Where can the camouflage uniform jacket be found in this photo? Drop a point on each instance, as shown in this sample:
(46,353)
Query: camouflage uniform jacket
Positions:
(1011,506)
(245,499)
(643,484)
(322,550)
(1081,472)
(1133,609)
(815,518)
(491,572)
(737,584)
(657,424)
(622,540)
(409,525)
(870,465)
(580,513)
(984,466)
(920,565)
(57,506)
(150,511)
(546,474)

◆ Your assignment ◆
Output all of the records exactly, with nothing omitted.

◆ Written response ◆
Where can the camouflage uniform jacket be found in this photo? Drop a point on each instance, as shown in this sample:
(46,353)
Query: camouflage uniform jacket
Positions:
(1011,506)
(245,499)
(643,484)
(322,550)
(1081,472)
(1133,609)
(815,518)
(491,572)
(737,584)
(657,424)
(622,540)
(409,525)
(870,465)
(580,513)
(984,466)
(920,565)
(57,506)
(150,511)
(546,474)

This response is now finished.